- EXERCISE BRIEF -
Copy the records from the first line through the line containing "<point>210,210</point>", both ends included, keeping every line, requests too. Offset each coordinate in the answers by adding 55, and leave the numbers in the requests and their format samples unchanged.

········

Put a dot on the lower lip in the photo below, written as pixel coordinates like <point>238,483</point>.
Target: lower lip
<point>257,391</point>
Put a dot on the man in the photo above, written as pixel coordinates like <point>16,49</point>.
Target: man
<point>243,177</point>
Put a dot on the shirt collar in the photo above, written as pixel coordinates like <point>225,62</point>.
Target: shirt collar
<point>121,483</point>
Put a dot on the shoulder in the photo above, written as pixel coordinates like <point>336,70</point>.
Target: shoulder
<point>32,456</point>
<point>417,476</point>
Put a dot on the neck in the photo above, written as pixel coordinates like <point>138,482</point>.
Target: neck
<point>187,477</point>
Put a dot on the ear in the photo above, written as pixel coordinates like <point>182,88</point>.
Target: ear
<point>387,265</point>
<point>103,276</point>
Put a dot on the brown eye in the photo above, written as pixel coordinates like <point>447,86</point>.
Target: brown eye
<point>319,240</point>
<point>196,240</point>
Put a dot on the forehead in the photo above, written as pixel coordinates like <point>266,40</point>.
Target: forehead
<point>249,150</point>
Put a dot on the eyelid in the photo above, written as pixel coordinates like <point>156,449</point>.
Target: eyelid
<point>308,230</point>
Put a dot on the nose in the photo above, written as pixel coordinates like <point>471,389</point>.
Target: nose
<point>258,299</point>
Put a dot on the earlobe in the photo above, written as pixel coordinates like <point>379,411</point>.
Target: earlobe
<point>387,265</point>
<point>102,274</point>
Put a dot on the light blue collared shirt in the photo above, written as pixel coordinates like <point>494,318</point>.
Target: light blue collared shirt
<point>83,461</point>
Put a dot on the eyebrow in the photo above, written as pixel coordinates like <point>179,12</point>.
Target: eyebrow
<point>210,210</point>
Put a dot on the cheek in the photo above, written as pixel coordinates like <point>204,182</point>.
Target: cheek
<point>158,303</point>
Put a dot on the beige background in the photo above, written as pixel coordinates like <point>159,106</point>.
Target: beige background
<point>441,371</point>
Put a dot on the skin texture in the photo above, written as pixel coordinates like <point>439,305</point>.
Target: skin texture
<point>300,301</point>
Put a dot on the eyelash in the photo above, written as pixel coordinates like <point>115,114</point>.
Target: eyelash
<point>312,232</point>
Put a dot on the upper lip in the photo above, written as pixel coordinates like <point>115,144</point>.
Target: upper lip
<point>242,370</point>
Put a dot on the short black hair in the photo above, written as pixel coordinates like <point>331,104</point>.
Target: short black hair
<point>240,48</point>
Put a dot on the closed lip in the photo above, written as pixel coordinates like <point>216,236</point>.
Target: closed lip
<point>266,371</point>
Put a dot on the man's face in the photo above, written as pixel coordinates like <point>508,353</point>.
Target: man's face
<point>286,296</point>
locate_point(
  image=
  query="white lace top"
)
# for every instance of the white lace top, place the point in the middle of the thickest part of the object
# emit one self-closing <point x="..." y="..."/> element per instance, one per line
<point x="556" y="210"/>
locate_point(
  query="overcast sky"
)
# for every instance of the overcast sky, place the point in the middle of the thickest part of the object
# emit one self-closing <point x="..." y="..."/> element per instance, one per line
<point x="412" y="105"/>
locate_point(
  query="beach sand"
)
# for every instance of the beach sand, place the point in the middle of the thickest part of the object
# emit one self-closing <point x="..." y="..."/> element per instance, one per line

········

- FULL SOLUTION -
Put a dot on the lower lip in the photo below, written as pixel coordinates like <point>238,483</point>.
Target: lower lip
<point>312,446</point>
Put a dot on the man in the photo above, written as pixel coordinates like <point>16,49</point>.
Target: man
<point>298,232</point>
Put a dot on the shirt collar in the photo above, written as pixel coordinates like <point>225,62</point>.
Target: shirt collar
<point>176,538</point>
Put a dot on the shoulder in the photo above, written as pixel coordinates like <point>336,70</point>.
Target: shoulder
<point>87,511</point>
<point>472,531</point>
Put a dot on the neck in the photo above, written as pixel coordinates like <point>138,482</point>.
Target: neck
<point>242,532</point>
Put a dot on the ear in the photo above, written as pixel coordinates like <point>182,88</point>.
Target: ear
<point>442,320</point>
<point>158,331</point>
Put a dot on the brown eye in the photo above, written as pixel coordinates like <point>447,86</point>.
Target: brown eye
<point>374,295</point>
<point>251,295</point>
Put a dot on the forehead in the photo above, written as pixel coordinates like <point>266,40</point>.
Target: forehead
<point>304,205</point>
Put a dot on the eyelid in the photo above, written as pixel coordinates like <point>156,449</point>.
Target: eyelid
<point>363,285</point>
Put a dot on the nose in the photo above, written as pixel coordinates like <point>471,389</point>.
Target: nose
<point>313,354</point>
Put a dot on the earlobe in the photo above, written as pixel coordinates like <point>379,411</point>.
Target: earlobe
<point>442,320</point>
<point>157,329</point>
Put a dot on the light blue collared shirt in the photo above, written as pixel coordinates like <point>494,318</point>.
Target: light blue collared shirt
<point>138,516</point>
Put a dot on the eyebrow in the photo above, written as pixel coordinates like <point>179,12</point>.
Target: eyebrow
<point>265,265</point>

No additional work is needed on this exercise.